AIM -
Which lines in the rows below contain the word "worker"? Copy each of them.

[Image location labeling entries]
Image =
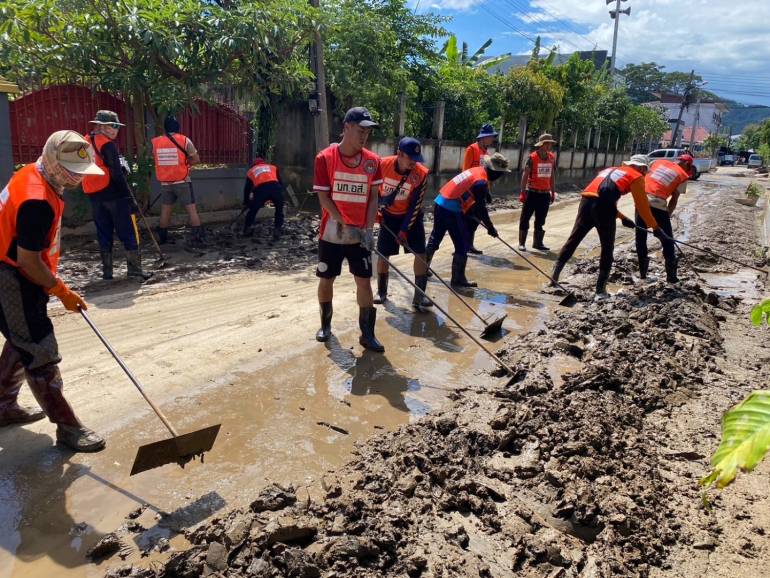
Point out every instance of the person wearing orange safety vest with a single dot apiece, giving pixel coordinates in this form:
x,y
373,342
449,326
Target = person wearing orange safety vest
x,y
347,178
473,155
174,154
455,200
537,191
599,209
664,182
31,208
402,193
111,200
263,184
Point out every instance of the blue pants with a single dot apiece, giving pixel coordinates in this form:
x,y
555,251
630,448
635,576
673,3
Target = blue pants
x,y
445,221
115,215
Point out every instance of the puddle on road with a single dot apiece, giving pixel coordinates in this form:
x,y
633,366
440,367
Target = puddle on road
x,y
280,424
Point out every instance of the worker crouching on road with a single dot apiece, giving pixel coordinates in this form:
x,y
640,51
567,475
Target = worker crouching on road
x,y
347,180
664,182
111,202
262,184
31,208
455,200
598,209
174,154
537,191
473,155
401,197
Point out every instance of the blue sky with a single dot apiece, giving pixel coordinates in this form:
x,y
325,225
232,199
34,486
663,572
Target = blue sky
x,y
728,43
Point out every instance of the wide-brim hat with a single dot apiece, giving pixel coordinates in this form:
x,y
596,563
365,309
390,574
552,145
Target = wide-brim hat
x,y
106,117
544,138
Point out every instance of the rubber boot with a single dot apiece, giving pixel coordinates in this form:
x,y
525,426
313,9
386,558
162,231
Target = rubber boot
x,y
458,272
557,267
523,239
382,288
134,267
538,241
325,332
420,301
46,385
11,378
106,264
367,316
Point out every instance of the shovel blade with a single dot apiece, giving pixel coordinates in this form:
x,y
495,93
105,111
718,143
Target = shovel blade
x,y
494,327
178,450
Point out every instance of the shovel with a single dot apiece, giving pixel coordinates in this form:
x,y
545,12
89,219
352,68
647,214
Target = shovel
x,y
181,448
489,328
569,301
499,361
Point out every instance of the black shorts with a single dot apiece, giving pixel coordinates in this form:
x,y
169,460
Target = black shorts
x,y
388,245
331,255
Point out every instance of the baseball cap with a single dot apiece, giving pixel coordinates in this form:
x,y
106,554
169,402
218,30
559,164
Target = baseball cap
x,y
360,116
412,148
71,151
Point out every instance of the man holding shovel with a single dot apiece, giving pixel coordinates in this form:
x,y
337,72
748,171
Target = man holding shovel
x,y
31,207
347,180
401,197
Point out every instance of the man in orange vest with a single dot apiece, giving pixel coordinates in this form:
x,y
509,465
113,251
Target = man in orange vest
x,y
455,200
347,180
537,191
664,182
31,207
111,202
263,184
401,195
174,154
599,209
473,155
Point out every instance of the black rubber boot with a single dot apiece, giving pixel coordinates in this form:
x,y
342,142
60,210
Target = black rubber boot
x,y
106,264
557,267
644,266
538,241
382,288
367,316
458,272
420,302
134,267
325,332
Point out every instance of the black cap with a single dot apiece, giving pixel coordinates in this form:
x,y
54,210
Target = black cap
x,y
412,148
360,116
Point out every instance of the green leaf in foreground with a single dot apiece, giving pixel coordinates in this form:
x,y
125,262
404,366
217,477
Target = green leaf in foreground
x,y
745,439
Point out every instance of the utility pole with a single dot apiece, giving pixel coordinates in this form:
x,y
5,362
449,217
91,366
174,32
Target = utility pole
x,y
615,15
317,105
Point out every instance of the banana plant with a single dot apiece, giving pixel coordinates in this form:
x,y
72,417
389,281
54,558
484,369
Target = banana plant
x,y
745,428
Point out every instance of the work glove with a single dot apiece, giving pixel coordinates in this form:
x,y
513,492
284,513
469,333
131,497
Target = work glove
x,y
71,300
626,222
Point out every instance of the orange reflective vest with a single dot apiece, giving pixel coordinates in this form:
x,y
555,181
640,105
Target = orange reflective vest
x,y
391,179
170,162
29,185
459,187
350,186
95,183
612,182
540,172
262,173
663,178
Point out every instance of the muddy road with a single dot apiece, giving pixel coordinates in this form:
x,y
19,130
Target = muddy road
x,y
536,478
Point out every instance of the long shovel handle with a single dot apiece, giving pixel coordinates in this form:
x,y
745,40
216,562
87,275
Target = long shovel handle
x,y
452,319
130,375
437,276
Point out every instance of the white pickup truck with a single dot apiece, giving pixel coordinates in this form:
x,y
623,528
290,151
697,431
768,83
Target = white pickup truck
x,y
699,165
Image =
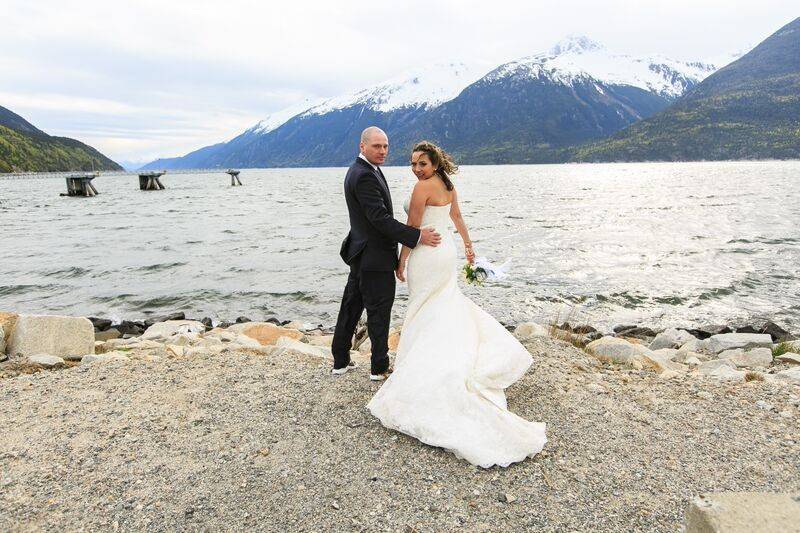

EXPECTED OUTPUT -
Point out every instance of the worker crouching on road with a single dot apiece, giving pixel coordinates in this form:
Target = worker crouching on road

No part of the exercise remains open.